### Selected extract
>>
Isopentane is used in connection with a mixture rate of polypropylene. When isopentane used is less than 8 wt %, expandability would be degraded, and when it is more than 12 wt %, durability of expandable polypropylene would be degraded. Thus, the foaming agent used should preferably be within the range of about 88˜92 wt %.

As shown in FIGS. 1D and 1E, both or one surface of the expanded synthetic resin 110 of the assembly unit 100 for buildings may be coated with a covering material and accordingly provided. As the covering material for the assembly unit, a certain mixed material including a cement component is preferably used.
<<
### Information given
>>
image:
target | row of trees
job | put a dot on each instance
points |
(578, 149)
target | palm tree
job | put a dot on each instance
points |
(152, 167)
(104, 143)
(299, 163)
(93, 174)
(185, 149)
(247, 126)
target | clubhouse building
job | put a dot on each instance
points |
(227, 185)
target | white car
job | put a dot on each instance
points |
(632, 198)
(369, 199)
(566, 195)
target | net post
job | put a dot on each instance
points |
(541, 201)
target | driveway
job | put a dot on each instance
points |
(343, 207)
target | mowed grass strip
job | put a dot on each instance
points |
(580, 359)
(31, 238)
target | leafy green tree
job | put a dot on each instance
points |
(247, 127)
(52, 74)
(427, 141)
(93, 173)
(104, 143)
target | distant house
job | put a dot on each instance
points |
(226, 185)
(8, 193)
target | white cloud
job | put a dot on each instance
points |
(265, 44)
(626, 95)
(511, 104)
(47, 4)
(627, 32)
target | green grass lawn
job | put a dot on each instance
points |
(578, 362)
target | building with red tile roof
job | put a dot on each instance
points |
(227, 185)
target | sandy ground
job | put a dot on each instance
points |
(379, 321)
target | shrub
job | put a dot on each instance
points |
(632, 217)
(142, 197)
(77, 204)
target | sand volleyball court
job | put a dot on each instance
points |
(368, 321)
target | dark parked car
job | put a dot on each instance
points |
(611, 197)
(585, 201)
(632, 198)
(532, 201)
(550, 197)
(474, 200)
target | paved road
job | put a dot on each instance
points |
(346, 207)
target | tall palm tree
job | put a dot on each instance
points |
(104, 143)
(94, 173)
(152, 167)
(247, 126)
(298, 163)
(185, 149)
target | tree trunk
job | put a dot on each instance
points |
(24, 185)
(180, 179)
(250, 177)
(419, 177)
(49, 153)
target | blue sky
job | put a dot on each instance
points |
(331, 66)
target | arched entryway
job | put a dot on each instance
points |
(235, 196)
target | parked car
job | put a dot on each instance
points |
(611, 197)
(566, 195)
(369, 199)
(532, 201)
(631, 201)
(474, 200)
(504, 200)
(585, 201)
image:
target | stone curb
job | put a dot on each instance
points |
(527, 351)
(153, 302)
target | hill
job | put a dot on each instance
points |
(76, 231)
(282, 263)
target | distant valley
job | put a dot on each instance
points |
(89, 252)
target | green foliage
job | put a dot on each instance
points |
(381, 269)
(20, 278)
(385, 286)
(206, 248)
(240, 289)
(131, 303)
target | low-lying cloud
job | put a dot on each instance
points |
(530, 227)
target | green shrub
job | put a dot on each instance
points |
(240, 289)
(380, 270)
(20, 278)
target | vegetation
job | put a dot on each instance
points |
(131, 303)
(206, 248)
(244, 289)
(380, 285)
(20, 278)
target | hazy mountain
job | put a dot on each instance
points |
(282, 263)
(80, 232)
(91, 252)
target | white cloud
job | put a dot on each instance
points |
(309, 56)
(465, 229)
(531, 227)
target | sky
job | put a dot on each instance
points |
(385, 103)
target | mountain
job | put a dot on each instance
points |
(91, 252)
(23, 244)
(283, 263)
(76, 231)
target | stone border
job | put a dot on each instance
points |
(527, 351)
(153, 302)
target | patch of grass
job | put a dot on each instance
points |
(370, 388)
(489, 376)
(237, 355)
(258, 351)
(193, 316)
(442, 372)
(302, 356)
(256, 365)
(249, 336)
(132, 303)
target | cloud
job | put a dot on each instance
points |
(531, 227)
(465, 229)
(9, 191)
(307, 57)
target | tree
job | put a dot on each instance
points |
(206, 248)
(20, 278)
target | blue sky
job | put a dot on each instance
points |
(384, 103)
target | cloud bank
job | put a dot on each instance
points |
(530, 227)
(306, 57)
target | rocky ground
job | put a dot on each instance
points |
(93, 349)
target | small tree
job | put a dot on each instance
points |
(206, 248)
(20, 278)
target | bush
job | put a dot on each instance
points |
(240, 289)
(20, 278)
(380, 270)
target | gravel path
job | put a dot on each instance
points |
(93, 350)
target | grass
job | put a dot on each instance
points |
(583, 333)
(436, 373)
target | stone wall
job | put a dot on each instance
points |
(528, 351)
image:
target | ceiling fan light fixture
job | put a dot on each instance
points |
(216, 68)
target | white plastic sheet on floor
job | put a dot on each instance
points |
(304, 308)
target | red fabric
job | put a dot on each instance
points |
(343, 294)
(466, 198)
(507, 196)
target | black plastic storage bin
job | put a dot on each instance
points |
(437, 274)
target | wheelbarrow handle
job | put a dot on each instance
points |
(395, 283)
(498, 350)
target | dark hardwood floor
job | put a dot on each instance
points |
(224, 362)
<<
>>
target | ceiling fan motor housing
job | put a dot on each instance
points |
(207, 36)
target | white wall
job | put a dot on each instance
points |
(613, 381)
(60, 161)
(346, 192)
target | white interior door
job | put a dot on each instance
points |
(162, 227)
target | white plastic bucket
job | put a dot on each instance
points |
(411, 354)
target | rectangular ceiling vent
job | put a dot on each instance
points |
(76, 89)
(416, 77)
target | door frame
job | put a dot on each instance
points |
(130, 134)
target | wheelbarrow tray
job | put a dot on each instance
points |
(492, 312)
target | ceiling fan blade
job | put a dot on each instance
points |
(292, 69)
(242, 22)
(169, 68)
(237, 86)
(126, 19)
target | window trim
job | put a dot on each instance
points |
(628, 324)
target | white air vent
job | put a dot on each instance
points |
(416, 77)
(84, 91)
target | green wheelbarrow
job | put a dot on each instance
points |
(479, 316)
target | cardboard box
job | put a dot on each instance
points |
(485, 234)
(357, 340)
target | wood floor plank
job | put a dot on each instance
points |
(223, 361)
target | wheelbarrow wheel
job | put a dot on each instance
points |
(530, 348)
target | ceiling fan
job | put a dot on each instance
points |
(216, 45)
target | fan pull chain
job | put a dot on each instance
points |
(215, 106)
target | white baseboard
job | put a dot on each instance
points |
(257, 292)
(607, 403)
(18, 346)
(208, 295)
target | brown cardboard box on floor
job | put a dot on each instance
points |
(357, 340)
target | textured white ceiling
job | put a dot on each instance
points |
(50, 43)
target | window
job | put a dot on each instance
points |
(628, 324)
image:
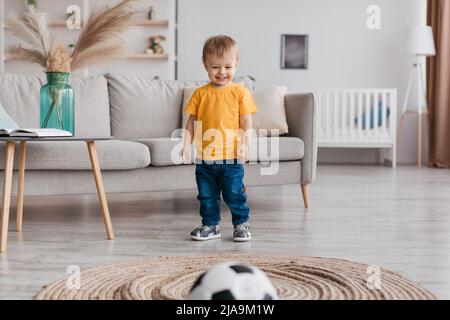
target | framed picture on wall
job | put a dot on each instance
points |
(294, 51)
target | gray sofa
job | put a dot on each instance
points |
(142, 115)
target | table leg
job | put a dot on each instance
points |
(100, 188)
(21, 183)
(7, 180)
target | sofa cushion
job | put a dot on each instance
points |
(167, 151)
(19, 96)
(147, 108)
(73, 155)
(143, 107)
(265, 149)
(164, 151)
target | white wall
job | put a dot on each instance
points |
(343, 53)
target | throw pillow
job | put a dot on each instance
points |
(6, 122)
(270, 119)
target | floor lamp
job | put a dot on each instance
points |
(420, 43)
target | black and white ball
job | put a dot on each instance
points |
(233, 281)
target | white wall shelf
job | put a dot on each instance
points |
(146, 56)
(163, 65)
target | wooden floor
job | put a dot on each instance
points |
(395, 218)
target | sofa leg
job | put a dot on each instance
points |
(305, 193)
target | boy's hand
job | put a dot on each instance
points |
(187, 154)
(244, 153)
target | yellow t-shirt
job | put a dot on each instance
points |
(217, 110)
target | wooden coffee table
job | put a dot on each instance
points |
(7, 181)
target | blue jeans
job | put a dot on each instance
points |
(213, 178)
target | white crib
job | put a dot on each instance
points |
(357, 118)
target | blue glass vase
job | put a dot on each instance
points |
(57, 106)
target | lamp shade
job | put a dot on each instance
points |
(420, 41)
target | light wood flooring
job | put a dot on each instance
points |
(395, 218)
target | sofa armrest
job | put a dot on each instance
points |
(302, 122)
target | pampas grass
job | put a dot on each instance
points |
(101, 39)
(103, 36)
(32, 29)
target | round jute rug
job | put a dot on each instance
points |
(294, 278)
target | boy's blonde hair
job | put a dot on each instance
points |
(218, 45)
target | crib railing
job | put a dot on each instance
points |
<<
>>
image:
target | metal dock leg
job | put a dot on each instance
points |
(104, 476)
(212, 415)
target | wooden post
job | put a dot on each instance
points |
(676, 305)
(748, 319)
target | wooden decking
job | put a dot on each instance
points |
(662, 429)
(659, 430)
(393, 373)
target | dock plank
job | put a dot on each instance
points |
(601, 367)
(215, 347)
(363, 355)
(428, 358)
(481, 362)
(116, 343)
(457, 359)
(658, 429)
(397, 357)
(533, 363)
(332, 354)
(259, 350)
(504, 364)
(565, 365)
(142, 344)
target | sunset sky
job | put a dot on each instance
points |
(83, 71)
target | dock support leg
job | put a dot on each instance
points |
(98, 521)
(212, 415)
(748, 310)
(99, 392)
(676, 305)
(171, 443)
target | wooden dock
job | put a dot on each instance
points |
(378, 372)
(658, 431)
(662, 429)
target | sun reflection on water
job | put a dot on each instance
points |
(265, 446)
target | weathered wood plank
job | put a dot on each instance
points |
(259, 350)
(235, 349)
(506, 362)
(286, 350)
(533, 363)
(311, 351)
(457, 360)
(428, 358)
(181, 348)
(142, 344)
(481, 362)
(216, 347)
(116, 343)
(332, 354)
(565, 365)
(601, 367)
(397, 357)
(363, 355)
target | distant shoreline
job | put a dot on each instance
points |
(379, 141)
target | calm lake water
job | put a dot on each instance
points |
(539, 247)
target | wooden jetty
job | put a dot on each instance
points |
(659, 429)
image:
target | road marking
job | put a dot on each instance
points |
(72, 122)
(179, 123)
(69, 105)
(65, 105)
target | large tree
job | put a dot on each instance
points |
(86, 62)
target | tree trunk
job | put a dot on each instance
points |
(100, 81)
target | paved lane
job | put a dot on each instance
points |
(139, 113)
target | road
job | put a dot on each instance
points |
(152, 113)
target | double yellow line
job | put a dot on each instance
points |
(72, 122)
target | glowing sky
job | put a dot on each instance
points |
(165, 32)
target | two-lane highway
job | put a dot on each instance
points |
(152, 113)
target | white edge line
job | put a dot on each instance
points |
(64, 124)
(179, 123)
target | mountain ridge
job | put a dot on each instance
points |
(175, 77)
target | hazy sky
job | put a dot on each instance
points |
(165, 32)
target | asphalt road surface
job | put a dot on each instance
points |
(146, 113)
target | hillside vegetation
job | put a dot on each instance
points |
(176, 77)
<<
### Directions
In the building assembly unit excerpt, what kind of covering material is preferably used on the surface of the expanded synthetic resin?

### Result
A mixed material that includes a cement component.